Moreover, it should be noted that the language used in the specification has been principally selected for readability and instructional purposes, and may not have been selected to delineate or circumscribe the disclosed subject matter.
BRIEF DESCRIPTION OF THE DRAWINGS
[0008] FIG. 1 is a high-level block diagram of a computing environment for supporting entity -based summarization according to one embodiment.
[0009] FIG. 2 is a high-level block diagram illustrating an example of a computer for acting as a client device and/or store server in one embodiment.
[0010] FIG. 3 is a high-level block diagram illustrating a summary subsystem according to one embodiment.
[0011] FIG. 4 is a high-level block diagram illustrating a client device according to one embodiment.
[0012] FIG. 5 is a flowchart illustrating a process for providing entity-based summarization of an e-book according to one embodiment.
DETAILED DESCRIPTION
[0013] The Figures (FIGS.) and the following description describe certain embodiments by way of illustration only. One skilled in the art will readily recognize from the following description that alternative embodiments of the structures and methods illustrated herein may be employed without departing from the principles described herein. Reference will now be made in detail to several embodiments, examples of which are illustrated in the accompanying figures. It is noted that wherever practicable similar or like reference numbers may be used in the figures to indicate similar or like functionality.
SYSTEM OVERVIEW
[0014] In this disclosure, "digital content" generally refers to any machine-readable and machine-storable work product, such as e-books, videos, and music files. The following discussion focuses on e-books. However, the techniques described below can also be used with other types of digital content.
[0015] FIG. 1 shows a computing environment 100 for supporting entity -based summarization for e-books according to one embodiment. The computing environment 100 includes a store server 1 10, a plurality of client devices 170 and an external data source 160 connected by a network 150. Only one store server 110, three client devices 170 and one external data source 160 are shown in FIG.1 in order to simplify and clarify the description. Embodiments of the computing environment 100 can have many store servers 110, client devices 170 and external data sources 160 connected to the network 150. Likewise, the functions performed by the various entities of FIG.1 may differ in different embodiments.
[0016] The store server 110 stores e-books that are available for purchase, licensing, rental, subscription and/or free download. The e-books can be viewed on the client devices 170. In one embodiment, the store server 110 may provide an online storefront that a user can browse using the client device 170 to identify and obtain e-books and other digital content. In addition, the store server 110 provides entity-based summaries of portions of e-books upon user request. In one embodiment, the store server 1 10 includes a summary subsystem 120, a literature corpus 130 and a summary corpus 140. Other embodiments of the store server 1 10 include different and/or additional components. In addition, the functions may be distributed among the components in a different manner than described herein.
[0017] The literature corpus 130 includes one or more data storage devices that store digital content (e.g., e-books) that are available for user access from the client devices 170. In one embodiment, the digital content is stored as a set of files and associated metadata. Each file is associated with particular digital content, such as a given e-book, and a single unit of content may be formed of one or more associated files. The metadata for the files describe attributes of the digital content with which the files are associated. In one embodiment, the metadata include a volume identifier (ID) that is a string that uniquely identifies an e-book. In addition, the metadata describe the types of the e-book, e.g., fiction, non-fiction, historical, legal or scientific. The metadata may also describe, for example, the title, author, publisher, classification of the content, and other type of digital content related to the e-book (e.g., movies, TV series or video games derived from the e-book).

MATERIAL:
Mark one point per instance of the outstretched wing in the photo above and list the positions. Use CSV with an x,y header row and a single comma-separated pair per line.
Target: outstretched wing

OBJECTIVE 1: Output the e-book summarization passage from "[0010] FIG. 3" up to and including "e-book according to one embodiment.".
OBJECTIVE 2: Translate this sentence from the e-book summarization passage into Spanish: "In one embodiment, the metadata include a volume identifier (ID) that is a string that uniquely identifies an e-book."
OBJECTIVE 3: For each statement, answer yes or no according to the e-book summarization passage and quote the words that decide it. (a) The store server 110 provides entity-based summaries of portions of e-books when a user requests them. (b) FIG. 1 shows five client devices. (c) The techniques described apply only to e-books.
The listing is not required for any of this work.

RIGHT ANSWER 1:
[0010] FIG. 3 is a high-level block diagram illustrating a summary subsystem according to one embodiment.
[0011] FIG. 4 is a high-level block diagram illustrating a client device according to one embodiment.
[0012] FIG. 5 is a flowchart illustrating a process for providing entity-based summarization of an e-book according to one embodiment.

RIGHT ANSWER 2: En una realización, los metadatos incluyen un identificador de volumen (ID) que es una cadena que identifica de forma única un libro electrónico.

RIGHT ANSWER 3:
(a) Yes: "the store server 110 provides entity-based summaries of portions of e-books upon user request."
(b) No: "Only one store server 110, three client devices 170 and one external data source 160 are shown in FIG.1"
(c) No: "However, the techniques described below can also be used with other types of digital content."